Data entries:
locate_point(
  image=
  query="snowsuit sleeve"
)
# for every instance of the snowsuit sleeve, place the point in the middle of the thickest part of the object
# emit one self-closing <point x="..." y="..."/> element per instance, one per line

- Exercise requirements: In full and without changes, copy the entries above.

- Task solution:
locate_point(
  image=
  query="snowsuit sleeve"
)
# for every instance of the snowsuit sleeve, place the point in the middle of the thickest part of the object
# emit one self-closing <point x="..." y="..."/> element per instance, one per line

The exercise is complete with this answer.